_Set problem:_ Copy everything from the line containing "Find the sponsor" down to the line containing "[[99,111],[99,107],[94,102],[88,102],[87,105],[87,110],[91,111]]", offsetting each polygon coordinate in the answer outline by -102. Every other line, the format sample coordinates included, stays unchanged.

_Data shown:_

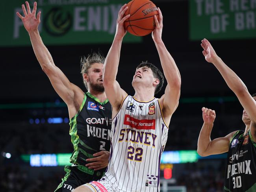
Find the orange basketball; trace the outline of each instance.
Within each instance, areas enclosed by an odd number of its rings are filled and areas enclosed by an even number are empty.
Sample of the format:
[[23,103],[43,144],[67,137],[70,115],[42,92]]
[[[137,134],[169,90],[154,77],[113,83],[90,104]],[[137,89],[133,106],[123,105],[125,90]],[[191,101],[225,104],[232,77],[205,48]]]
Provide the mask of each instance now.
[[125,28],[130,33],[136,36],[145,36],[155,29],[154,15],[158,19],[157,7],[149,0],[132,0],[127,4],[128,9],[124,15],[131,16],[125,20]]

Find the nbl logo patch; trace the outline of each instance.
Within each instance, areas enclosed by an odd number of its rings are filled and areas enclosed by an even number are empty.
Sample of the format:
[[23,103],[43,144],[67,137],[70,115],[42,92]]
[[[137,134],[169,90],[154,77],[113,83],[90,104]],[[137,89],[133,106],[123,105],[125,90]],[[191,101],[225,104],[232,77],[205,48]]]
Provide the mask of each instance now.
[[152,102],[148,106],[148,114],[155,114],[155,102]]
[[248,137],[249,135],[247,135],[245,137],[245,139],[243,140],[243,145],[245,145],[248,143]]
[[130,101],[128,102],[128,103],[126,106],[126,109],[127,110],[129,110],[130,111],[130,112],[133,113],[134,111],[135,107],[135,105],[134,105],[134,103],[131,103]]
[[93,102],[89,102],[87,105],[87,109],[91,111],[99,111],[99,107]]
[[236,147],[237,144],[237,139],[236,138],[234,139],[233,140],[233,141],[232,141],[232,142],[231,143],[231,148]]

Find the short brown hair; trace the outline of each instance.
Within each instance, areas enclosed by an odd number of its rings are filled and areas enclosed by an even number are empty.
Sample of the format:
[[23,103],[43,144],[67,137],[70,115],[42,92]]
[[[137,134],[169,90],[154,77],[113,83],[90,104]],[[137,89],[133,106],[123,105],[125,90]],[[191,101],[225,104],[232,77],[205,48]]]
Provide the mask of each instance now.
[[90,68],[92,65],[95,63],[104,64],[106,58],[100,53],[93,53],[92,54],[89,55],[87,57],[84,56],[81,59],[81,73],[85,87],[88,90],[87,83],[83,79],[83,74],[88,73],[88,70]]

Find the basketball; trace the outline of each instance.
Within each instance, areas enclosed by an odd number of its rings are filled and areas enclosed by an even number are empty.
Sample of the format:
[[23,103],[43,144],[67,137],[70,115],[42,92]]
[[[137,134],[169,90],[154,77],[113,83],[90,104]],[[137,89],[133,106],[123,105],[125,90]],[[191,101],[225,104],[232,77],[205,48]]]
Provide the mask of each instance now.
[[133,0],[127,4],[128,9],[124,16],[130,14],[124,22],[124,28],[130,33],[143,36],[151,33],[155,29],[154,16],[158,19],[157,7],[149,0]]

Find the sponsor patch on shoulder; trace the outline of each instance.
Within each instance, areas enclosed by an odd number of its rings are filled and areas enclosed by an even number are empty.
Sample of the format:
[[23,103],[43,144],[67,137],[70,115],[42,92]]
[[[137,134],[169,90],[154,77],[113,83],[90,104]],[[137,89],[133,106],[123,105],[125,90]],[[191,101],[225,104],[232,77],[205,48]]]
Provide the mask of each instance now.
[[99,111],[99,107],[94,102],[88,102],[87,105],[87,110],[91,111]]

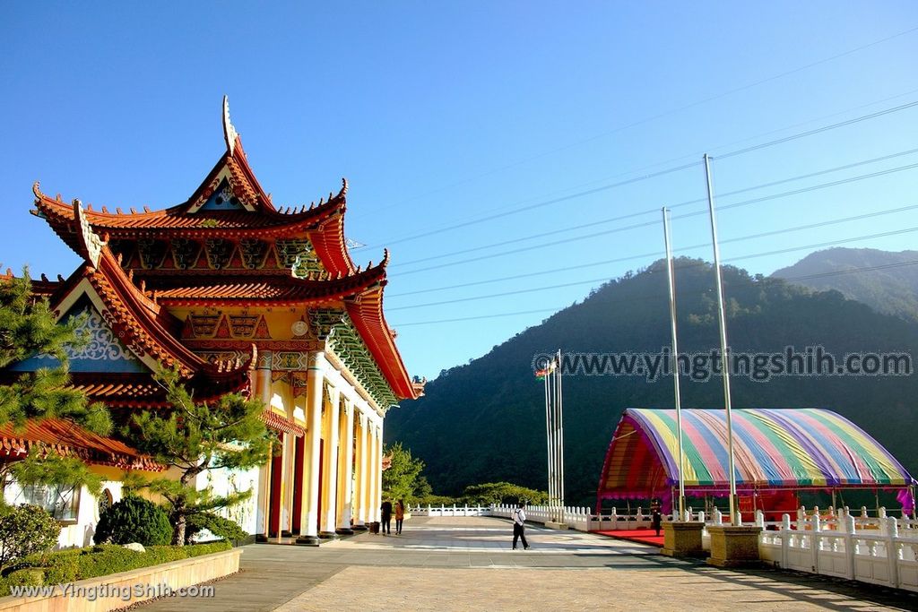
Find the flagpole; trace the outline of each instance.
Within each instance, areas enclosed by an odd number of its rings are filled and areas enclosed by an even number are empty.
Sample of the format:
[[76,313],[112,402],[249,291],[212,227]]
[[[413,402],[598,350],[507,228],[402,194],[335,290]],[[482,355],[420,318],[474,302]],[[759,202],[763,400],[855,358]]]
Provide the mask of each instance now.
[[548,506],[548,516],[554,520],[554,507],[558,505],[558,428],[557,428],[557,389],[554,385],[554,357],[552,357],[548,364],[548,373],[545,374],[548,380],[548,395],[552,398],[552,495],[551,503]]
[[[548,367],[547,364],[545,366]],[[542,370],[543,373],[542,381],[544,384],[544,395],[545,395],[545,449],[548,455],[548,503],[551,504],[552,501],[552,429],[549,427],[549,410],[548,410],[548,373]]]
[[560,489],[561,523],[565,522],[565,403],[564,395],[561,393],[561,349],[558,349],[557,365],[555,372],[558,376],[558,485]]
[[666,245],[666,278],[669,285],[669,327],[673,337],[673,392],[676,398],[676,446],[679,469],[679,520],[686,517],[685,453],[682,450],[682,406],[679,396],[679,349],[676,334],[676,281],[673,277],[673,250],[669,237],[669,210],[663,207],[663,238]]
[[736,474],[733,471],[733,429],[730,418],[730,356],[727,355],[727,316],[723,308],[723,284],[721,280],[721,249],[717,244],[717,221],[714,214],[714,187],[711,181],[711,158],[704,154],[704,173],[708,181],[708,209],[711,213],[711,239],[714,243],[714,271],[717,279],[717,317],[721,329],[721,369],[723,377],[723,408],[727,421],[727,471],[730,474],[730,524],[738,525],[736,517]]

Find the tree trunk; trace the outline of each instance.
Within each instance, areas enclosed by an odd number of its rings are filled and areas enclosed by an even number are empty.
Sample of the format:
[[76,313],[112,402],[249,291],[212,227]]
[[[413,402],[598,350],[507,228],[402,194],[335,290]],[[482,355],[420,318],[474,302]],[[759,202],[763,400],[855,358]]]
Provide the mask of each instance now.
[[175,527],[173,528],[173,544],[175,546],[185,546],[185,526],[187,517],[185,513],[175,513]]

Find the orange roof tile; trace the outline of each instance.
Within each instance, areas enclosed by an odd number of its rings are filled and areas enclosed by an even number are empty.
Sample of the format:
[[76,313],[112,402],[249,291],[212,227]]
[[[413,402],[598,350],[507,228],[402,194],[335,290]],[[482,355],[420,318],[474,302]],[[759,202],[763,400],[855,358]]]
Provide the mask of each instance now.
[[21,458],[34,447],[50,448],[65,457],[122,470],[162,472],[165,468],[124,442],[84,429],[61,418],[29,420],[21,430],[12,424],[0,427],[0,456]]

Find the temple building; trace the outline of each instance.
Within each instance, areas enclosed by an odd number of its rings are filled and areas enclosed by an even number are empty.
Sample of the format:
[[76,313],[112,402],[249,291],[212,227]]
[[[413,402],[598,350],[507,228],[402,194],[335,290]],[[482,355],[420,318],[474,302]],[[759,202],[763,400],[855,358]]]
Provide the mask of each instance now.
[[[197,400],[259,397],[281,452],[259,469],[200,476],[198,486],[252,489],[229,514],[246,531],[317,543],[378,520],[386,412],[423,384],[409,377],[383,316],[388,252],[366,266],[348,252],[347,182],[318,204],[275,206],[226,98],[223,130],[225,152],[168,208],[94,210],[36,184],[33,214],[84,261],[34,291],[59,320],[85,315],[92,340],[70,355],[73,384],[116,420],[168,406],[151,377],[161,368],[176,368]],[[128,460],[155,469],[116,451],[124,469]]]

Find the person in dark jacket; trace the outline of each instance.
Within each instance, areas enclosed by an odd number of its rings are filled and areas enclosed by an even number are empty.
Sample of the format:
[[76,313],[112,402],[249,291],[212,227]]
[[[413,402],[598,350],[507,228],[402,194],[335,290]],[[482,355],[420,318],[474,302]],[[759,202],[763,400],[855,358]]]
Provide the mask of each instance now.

_Exercise response:_
Find the sponsor patch on shoulder; trace the outline of each instance.
Within each instance, areas enclosed by an odd number of its rings are filled and areas enclosed by an even number are empty.
Sample of the format:
[[23,103],[43,144],[67,137],[70,115],[42,92]]
[[[137,134],[169,90],[154,77],[113,83],[90,104]],[[137,89],[133,106],[123,105],[125,90]],[[191,101],[225,104],[232,77],[205,48]]]
Provide the mask of each instance now.
[[-3,9],[-3,5],[-8,0],[-14,0],[-15,3],[-15,8],[-11,9]]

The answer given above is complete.